== Okuma Metni ==
________

İran'a nükleer programı yüzünden uygulanan uluslararası yaptırımları kaldırma amacı güden Ruhani, Ağustos 2013'te halkın oylarıyla göreve geldi. Suriye bu açıdan dikkat dağıtıcı bir unsurdu ve gündemden ne kadar hızlı düşerse, Ruhani için de o kadar iyi olacaktı.

Yalnız ortada bir sorun vardı: Ruhani'nin Suriye konusunda eli kolu bağlıydı. İran, 2006 yılında Suriye ile imzaladığı güvenlik paktı gereğince Esed'i korumakla yükümlüydü. Esed rejiminin en hararetli savunucuları da, İran Devrim Muhafızları Ordusu'nun (İDMO) merkez komutasında idi.

İran, resmi politikası kapsamında sürekli Suriye'deki istikrar ortamını bozmak isteyen terör örgütlerine destek veren dış güçleri suçlamıştı. ABD, Suudi Arabistan ve Türkiye'nin, Esed karşıtı isyancıları perde arkasından silahlandırıp finanse ettiği öne sürülüyordu.

________

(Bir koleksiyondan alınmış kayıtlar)
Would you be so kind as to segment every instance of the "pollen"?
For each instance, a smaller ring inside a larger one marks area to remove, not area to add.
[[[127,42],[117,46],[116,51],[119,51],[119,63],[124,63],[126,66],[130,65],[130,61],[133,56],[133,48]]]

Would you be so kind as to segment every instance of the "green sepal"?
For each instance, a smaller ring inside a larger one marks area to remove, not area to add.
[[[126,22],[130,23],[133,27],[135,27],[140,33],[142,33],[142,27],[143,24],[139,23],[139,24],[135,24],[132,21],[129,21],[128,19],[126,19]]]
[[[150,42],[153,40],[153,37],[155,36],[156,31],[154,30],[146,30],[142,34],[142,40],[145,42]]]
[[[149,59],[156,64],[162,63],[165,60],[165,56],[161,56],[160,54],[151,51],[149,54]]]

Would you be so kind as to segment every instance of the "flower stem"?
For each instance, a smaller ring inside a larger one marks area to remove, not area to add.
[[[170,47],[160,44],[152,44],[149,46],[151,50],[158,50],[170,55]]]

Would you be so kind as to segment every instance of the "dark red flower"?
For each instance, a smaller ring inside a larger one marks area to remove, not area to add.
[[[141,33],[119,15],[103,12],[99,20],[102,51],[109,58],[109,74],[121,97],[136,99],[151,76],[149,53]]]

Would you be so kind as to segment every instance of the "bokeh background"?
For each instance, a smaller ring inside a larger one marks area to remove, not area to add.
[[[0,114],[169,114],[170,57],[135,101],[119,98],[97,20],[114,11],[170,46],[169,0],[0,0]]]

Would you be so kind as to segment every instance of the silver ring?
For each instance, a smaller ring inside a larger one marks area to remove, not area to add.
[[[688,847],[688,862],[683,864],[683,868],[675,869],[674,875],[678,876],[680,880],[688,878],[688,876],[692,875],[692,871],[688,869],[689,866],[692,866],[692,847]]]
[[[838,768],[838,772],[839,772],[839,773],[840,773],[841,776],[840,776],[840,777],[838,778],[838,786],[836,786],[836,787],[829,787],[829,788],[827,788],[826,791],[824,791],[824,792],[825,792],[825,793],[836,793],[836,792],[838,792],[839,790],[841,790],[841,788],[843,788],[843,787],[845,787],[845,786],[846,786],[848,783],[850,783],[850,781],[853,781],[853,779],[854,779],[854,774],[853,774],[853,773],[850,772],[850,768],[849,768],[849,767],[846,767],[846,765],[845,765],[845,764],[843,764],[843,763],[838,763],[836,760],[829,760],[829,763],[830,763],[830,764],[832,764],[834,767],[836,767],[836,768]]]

________

== Alıştırma Hedefi ==
İran'ın Suriye politikasını anlatan metnin "İran'a nükleer programı" ifadesinden başlayıp "ettiği öne sürülüyordu." ifadesine kadar (bu ifade dahil) olan kısmını, "güvenlik paktı" yerine "savunma anlaşması" yazarak düzenleyin.

== Problemin Çözümü ==
İran'a nükleer programı yüzünden uygulanan uluslararası yaptırımları kaldırma amacı güden Ruhani, Ağustos 2013'te halkın oylarıyla göreve geldi. Suriye bu açıdan dikkat dağıtıcı bir unsurdu ve gündemden ne kadar hızlı düşerse, Ruhani için de o kadar iyi olacaktı.

Yalnız ortada bir sorun vardı: Ruhani'nin Suriye konusunda eli kolu bağlıydı. İran, 2006 yılında Suriye ile imzaladığı savunma anlaşması gereğince Esed'i korumakla yükümlüydü. Esed rejiminin en hararetli savunucuları da, İran Devrim Muhafızları Ordusu'nun (İDMO) merkez komutasında idi.

İran, resmi politikası kapsamında sürekli Suriye'deki istikrar ortamını bozmak isteyen terör örgütlerine destek veren dış güçleri suçlamıştı. ABD, Suudi Arabistan ve Türkiye'nin, Esed karşıtı isyancıları perde arkasından silahlandırıp finanse ettiği öne sürülüyordu.